▶ **Задание 1**: Перепишите фрагмент записей от самого начала по строку с "box: [0, 225, 234, 332]" включительно, заменив "rough mask" на "draft mask" и ничего больше не меняя. Картинки в ответ не включайте.

===== Показанный отрывок

Строителям  :flower:  :flower:  :flower: 
Хотела сразу же "спасибку" Марине поставить, но не нашла. Неужели теперь без спасибок будем?

----------


## zizi

Ура, заработало. Мне кажется целая вечность прошла, так привыкла каждый день заходить на форум. Спасибо за обновления!

----------


## skomorox

а как вставлять фотки в своё сообщение?
Ща, ещё со смайлами поупражняюсь, а то испугалась, что их больше нет. Без них тогда, тоже жизни на форуме нет! :Aga:  :Tu:  :Pivo: :confused::mad: :Pleasantry:  :Sarcastic Hand:  :Victory:

----------


## mariSh_a

СПАСИБО! НИЗКИЙ ПОКЛОН хозяйке ЗАМЕЧАТЕЛЬНОГО,УЮТНОГО ДОМА !!!! а также замечательным программистам СТАСУ И DANIEL!!!!  Очень рады вернуться домой.

----------


## VETER NAMERENJA

> Ну что? В ПУТЬ!!!


УРА!!! РАБОТАЕТ!!!!
Спасибо! К нововведениям привыкнем, освоим и заживём.

----------


## overload

Пытаюсь привыкнуть... необычно... :Aga: 

И всё же лучше, чем стандартный IPB. Дизайнёрам зачёт.

----------


## Mazaykina

Представляете, как классно? Мы теперь ВСЕ новички! Осваиваем новое пространство. А то уже такие знающие были, даже неинтересно. Теперь есть чем заняться.

----------


## MOPO

Ого - листочки в клеточку - как в школе когда-то ))))))))))))))))))

----------


## МУЗОК

> ПРИВЕТСТВУЕМ ВСЕХ ФОРУМЧАН В НОВОМ ДОМЕ IN-KU!

==========
===== Исходные данные

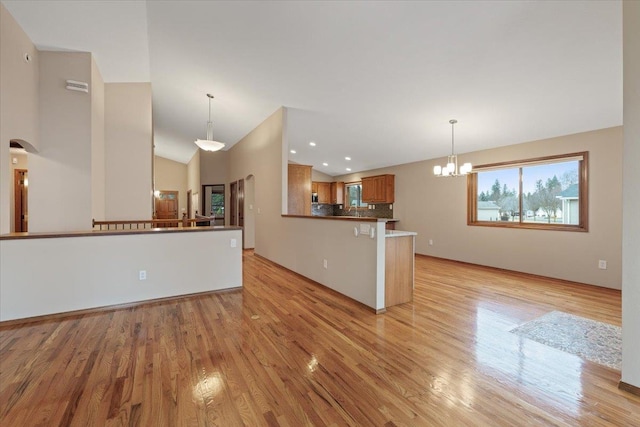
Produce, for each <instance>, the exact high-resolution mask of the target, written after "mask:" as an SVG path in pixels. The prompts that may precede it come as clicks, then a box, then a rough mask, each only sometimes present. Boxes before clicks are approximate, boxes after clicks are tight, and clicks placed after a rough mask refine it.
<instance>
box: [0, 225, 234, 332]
mask: <svg viewBox="0 0 640 427" xmlns="http://www.w3.org/2000/svg"><path fill="white" fill-rule="evenodd" d="M231 239H236V241H237V242H238V244H237V246H236V247H235V248H231V247H230V240H231ZM240 239H241V231H240V230H219V231H218V230H216V231H192V232H169V233H150V234H130V235H117V236H114V235H111V236H86V237H60V238H46V239H21V240H0V320H1V321H5V320H11V319H20V318H26V317H33V316H40V315H46V314H52V313H61V312H67V311H73V310H82V309H88V308H95V307H102V306H109V305H115V304H124V303H130V302H136V301H143V300H148V299H155V298H164V297H170V296H176V295H186V294H191V293H196V292H205V291H213V290H220V289H227V288H234V287H239V286H242V250H241V245H240V244H239V243H240ZM27 259H28V260H29V262H30V263H31V265H37V266H38V268H24V261H25V260H27ZM139 270H146V272H147V280H146V281H140V280H138V272H139ZM212 271H215V274H212V273H211V272H212Z"/></svg>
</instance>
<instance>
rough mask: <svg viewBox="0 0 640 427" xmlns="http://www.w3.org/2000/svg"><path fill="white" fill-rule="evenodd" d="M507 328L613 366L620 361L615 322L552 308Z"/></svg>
mask: <svg viewBox="0 0 640 427" xmlns="http://www.w3.org/2000/svg"><path fill="white" fill-rule="evenodd" d="M509 332H513V333H514V334H517V335H520V336H523V337H526V338H529V339H531V340H534V341H537V342H539V343H542V344H545V345H548V346H550V347H553V348H557V349H558V350H562V351H566V352H567V353H571V354H575V355H576V356H580V357H581V358H583V359H587V360H590V361H591V362H595V363H599V364H601V365H605V366H608V367H610V368H613V369H617V370H620V367H621V364H622V329H621V328H620V327H619V326H614V325H610V324H608V323H602V322H596V321H595V320H591V319H585V318H584V317H579V316H574V315H572V314H568V313H563V312H561V311H552V312H550V313H547V314H545V315H543V316H541V317H538V318H537V319H534V320H532V321H530V322H527V323H524V324H522V325H520V326H518V327H516V328H514V329H511V331H509Z"/></svg>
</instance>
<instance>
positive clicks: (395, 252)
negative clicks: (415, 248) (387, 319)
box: [384, 236, 414, 307]
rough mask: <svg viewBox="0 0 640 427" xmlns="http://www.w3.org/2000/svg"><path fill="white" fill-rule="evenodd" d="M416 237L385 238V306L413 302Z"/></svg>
mask: <svg viewBox="0 0 640 427" xmlns="http://www.w3.org/2000/svg"><path fill="white" fill-rule="evenodd" d="M413 243H414V236H399V237H387V238H385V265H384V268H385V273H384V306H385V307H391V306H393V305H398V304H402V303H405V302H409V301H413V268H414V266H413V262H414V248H413Z"/></svg>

==========

▶ **Задание 2**: С чем overload в отрывке с форума сравнивает новый форум, называя его лучше?

▶ **Ответ 1**:
Produce, for each <instance>, the exact high-resolution mask of the target, written after "mask:" as an SVG path in pixels. The prompts that may precede it come as clicks, then a box, then a draft mask, each only sometimes present. Boxes before clicks are approximate, boxes after clicks are tight, and clicks placed after a draft mask refine it.
<instance>
box: [0, 225, 234, 332]

▶ **Ответ 2**: Со стандартным IPB.